→ OBJECTIVE
Could you extract the part of the Enlightenment passage starting at "Following the Renaissance, human" and ending at "with censorship prohibitions.", word for word?
** BEGIN SOURCE TEXT **
Following the Renaissance, human reason, a sense of self-confidence, and self-discipline were all reawakened and celebrated with the Age of Enlightenment. A number of the major thinkers of that time “applied reason to human nature and society to infer natural rights of liberty, equality, and property for all mankind” (Philosophy.wordpress.com, 2010). Voltaire, in particular, believed that both the political system as well as the Church had restricted opportunity and access to human reason, essentially engaging in a conspiracy to keep the common people poor and without knowledge. As a talented writer, Voltaire was able to expound upon the views of social reform that he supported. With his satirical style, Voltaire was able to make his positions known, particularly his criticism of Catholic dogma, without having to face the harsh penalties associated with censorship prohibitions.

Voltaire was arguably quite outspoken when it came to his opinions, so much so that after being briefly imprisoned on two occasions, he was exiled to England. According to Kagan et al (2013), “There he visited its best literary circles, observed its tolerant intellectual and religious climate, relished the freedom he felt in its moderate political atmosphere, and admired its science and economic prosperity” (p. 516). Upon his return to France, Voltaire took the opportunity to praise the virtues of the English, their religious liberty in particular, and ultimately identified and chastised French society for its abuses of its people. Kagan et al note, “Voltaire believed human society could and should be improved, but he was never certain that reform, if achieved, would be permanent” (p. 516).

Perhaps one of the best-known proponents of rationalism is Rousseau, particularly given

his formulation of social contract theory. Neidleman writes, “Rousseau captured the hypothetical account of consensus with his idea of the ‘general will’ (where associates reach consensus by privileging their collective interest over their particular interest) and the ‘will of all’ (where the particular interests associates are aggregated without regard for the collective interest)” (2012). Rousseau utilized social contract theory beyond its original intentions, namely, extending it to the international arena. Rousseau, as noted by Neidleman, “calls this contract a confederation, in which each party relinquishes any aspiration it may have for conquest in exchange for a guarantee that they will not be attacked by any of the contracting parties:  ‘it is good for [the Powers of Europe] to renounce what they desire in order to secure what they possess’” (2012).
** END SOURCE TEXT **
** BEGIN LISTING **
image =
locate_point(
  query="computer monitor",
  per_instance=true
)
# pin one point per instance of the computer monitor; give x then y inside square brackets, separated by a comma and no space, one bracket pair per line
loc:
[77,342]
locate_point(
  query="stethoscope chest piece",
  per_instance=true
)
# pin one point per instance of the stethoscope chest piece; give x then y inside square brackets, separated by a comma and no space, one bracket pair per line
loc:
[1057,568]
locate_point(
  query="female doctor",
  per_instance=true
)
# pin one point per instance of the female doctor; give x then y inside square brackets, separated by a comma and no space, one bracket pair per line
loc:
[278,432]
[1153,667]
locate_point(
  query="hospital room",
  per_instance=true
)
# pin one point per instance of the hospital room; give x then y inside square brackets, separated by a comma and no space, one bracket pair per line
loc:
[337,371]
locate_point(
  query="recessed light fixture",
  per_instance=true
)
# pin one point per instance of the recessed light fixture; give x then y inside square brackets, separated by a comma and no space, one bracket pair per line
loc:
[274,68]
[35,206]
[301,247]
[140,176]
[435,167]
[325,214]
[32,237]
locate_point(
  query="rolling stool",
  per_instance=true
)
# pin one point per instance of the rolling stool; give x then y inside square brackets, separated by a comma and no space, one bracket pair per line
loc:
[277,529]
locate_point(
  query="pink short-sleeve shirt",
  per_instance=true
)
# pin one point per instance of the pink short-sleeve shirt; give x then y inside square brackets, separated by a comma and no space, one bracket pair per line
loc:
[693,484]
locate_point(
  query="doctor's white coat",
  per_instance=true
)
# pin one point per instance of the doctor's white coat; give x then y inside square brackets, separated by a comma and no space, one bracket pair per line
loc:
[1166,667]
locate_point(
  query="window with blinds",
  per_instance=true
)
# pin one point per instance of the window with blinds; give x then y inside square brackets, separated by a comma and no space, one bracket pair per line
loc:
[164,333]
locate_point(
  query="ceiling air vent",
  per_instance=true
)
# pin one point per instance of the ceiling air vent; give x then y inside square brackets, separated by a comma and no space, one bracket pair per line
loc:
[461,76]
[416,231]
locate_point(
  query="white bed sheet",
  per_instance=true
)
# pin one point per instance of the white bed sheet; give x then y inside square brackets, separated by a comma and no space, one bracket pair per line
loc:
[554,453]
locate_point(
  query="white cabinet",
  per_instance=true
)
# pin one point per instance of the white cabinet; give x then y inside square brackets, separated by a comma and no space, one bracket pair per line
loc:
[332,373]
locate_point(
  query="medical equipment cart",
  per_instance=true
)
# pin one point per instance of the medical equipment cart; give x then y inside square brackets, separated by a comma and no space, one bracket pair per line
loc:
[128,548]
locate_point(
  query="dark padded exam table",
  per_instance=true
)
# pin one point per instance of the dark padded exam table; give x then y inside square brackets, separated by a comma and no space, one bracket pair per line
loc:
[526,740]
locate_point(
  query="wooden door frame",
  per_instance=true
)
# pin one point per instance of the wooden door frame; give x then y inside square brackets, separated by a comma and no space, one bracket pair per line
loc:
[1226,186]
** END LISTING **
→ COMPLETED EXERCISE
Following the Renaissance, human reason, a sense of self-confidence, and self-discipline were all reawakened and celebrated with the Age of Enlightenment. A number of the major thinkers of that time “applied reason to human nature and society to infer natural rights of liberty, equality, and property for all mankind” (Philosophy.wordpress.com, 2010). Voltaire, in particular, believed that both the political system as well as the Church had restricted opportunity and access to human reason, essentially engaging in a conspiracy to keep the common people poor and without knowledge. As a talented writer, Voltaire was able to expound upon the views of social reform that he supported. With his satirical style, Voltaire was able to make his positions known, particularly his criticism of Catholic dogma, without having to face the harsh penalties associated with censorship prohibitions.